╭─ TEXT TO READ
Star Trek will be a television “first”…

A one-hour science-fiction series with continuing characters

Combining the most varied in drama-action-adventure with complete production practicality.

And with almost limitless story potential.

-The Making of Star Trek, pg 22

Right from the start, we can see one essential fact: Star Trek was designed as a TV series, not as a motion picture enterprise (if you’ll pardon the pun).  Why is Star Trek on the big screen at all?  It wasn’t really intended to be: in the late 70’s, Star Trek was slated to return to the small screen as Star Trek, Phase II, which Paramount would air on its new fourth network.  The cast was (mostly) in, ships and sets were being designed and built, the whole thing was good to go until the new network deal failed… and then Star Wars came out.

Star Wars shook the industry.  And, in traditional Hollywood practice, the studios decided that what people really, really want (and will pay for) isn’t something new and different (which, of course, is exactly what Star Wars was at the time), but more of exactly the same.  So, every studio in Hollywood looked for all the sci-fi product they could find, and Paramount had Star Trek already ready to go.  With Star Wars blowing away box office records like so many Death Stars, it was inevitable that Star Trek would be pushed to the big screen.
╰─
╭─ RECORDED INFORMATION
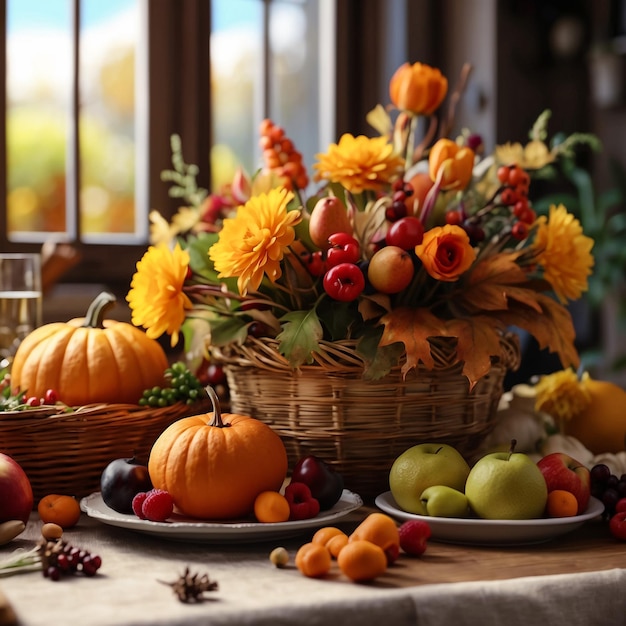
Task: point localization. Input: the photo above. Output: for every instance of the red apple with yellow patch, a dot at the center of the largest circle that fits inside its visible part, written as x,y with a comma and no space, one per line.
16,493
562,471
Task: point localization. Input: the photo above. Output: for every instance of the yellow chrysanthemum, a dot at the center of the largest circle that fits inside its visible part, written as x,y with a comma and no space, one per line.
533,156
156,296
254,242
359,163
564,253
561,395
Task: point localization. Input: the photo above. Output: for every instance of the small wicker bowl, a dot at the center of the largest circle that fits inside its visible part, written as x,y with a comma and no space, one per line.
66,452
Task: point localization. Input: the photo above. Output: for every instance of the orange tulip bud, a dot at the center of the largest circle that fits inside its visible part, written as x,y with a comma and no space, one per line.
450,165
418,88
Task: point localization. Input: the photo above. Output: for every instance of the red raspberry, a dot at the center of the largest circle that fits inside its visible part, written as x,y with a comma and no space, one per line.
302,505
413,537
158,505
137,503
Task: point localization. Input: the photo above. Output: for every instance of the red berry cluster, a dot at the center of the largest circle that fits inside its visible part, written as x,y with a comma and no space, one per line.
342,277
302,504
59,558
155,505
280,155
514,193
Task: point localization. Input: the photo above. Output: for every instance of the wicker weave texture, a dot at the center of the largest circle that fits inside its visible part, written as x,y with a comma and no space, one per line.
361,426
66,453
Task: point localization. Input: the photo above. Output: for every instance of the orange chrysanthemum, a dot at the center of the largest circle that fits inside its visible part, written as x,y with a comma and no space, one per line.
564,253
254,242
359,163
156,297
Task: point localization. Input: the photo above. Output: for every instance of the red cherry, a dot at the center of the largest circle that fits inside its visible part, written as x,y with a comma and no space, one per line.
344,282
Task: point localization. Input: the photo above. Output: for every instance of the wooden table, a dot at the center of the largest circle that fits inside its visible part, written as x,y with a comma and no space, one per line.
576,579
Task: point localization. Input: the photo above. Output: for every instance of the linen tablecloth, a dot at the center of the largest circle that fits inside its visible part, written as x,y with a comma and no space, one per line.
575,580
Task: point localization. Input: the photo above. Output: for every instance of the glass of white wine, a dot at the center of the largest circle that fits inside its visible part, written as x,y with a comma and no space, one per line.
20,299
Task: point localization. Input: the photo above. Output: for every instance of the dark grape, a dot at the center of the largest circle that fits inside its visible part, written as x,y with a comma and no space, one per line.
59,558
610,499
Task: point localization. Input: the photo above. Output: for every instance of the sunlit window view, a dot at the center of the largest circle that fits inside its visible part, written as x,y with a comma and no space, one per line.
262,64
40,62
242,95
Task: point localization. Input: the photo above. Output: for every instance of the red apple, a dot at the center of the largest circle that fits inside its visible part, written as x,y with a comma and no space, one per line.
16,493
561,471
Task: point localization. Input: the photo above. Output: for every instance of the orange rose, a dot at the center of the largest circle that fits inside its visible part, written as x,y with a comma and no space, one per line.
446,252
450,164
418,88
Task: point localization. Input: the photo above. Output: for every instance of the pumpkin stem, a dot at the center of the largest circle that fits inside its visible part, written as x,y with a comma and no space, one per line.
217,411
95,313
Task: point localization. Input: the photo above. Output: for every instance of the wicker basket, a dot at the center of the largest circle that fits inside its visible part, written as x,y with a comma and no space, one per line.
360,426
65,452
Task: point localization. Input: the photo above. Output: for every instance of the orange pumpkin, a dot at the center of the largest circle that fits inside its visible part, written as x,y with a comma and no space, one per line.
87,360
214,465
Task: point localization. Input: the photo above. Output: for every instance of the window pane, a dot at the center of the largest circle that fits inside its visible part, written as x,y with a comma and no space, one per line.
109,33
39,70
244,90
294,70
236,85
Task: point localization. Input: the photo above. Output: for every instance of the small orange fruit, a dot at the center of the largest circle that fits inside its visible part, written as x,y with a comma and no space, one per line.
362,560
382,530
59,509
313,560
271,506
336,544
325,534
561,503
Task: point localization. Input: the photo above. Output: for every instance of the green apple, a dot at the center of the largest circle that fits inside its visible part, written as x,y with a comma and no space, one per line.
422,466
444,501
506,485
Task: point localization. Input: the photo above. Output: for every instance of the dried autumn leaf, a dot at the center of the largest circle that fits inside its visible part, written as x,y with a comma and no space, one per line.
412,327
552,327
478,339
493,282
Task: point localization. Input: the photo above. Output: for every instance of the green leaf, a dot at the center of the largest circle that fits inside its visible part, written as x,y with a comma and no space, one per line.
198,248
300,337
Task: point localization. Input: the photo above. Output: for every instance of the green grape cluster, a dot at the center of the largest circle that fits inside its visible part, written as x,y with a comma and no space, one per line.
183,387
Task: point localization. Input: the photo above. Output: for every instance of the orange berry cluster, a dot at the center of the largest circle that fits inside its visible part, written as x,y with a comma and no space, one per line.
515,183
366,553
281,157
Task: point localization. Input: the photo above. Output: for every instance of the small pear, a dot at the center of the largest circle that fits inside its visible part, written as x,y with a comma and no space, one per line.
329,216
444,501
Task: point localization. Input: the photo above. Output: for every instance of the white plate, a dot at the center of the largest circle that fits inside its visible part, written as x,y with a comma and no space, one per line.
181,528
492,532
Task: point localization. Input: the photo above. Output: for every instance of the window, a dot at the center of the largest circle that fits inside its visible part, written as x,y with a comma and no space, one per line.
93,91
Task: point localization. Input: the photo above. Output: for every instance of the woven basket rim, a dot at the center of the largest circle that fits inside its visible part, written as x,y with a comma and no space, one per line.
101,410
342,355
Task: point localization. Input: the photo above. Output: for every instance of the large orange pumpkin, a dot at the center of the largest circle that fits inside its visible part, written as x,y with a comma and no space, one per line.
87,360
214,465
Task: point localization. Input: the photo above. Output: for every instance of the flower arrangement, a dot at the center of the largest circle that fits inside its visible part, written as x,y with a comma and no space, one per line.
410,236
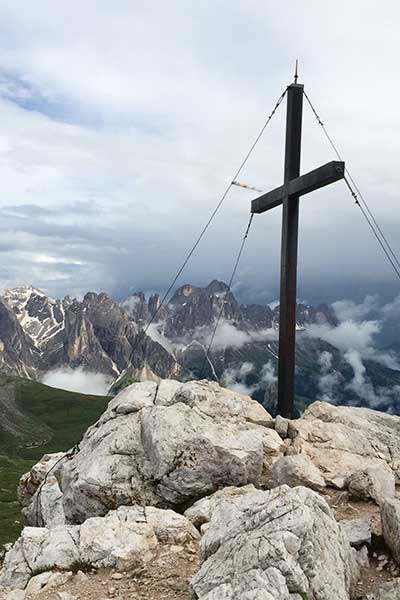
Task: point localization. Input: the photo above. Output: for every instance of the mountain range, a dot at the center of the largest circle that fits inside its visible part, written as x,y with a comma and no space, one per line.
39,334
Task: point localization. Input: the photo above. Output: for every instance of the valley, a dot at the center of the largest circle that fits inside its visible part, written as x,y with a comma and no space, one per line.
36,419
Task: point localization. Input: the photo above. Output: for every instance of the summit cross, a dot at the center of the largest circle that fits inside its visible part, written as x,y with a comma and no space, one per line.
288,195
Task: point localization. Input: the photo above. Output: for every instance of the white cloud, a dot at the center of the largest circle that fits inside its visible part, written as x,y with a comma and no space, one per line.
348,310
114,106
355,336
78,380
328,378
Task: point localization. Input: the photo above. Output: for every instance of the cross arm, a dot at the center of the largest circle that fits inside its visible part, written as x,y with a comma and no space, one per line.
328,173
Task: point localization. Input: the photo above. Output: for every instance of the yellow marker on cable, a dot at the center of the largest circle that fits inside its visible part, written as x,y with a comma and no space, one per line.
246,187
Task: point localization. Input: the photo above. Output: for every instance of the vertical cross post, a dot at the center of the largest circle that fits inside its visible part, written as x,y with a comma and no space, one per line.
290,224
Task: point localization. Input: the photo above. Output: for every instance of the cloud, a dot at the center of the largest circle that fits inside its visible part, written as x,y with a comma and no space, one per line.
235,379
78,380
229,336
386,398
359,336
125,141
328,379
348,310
╰─
### PROBLEMS:
(a) Answer these questions from the passage on Star Trek's path to the big screen.
(i) According to the quoted description, how long was each episode of the series?
(ii) Under what name was Star Trek slated to return to television in the late 70's?
(iii) What film came out after the new network deal failed?
(b) Extend the passage on Star Trek's path to the big screen, picking up after its final sentence.

### ANSWERS IN ORDER:
(a)
(i) One hour.
(ii) Star Trek, Phase II.
(iii) Star Wars.

(b)
Today, Paramount is in something of the same boat, looking for a genre product that seems to be in demand.  Lacking properties like the Marvel or DC cannon as part of the current glut of superhero flicks, Star Trek can’t just break even for the studio.  It has to make a profit, be successful to a wide audience, and continue the franchise.  It’s that need that drove them to take an existing property (with an existing fan base) and allow Abrams and crew to restart the franchise in 2009.  On balance, both creatively and economically, they managed to do so.

Into Darkness – Missed Story Chances

So, where does all this leave me as I ponder Into Darkness?  Mostly feeling that there were a lot of missed opportunities, sacrificed at the altar of summer event picture.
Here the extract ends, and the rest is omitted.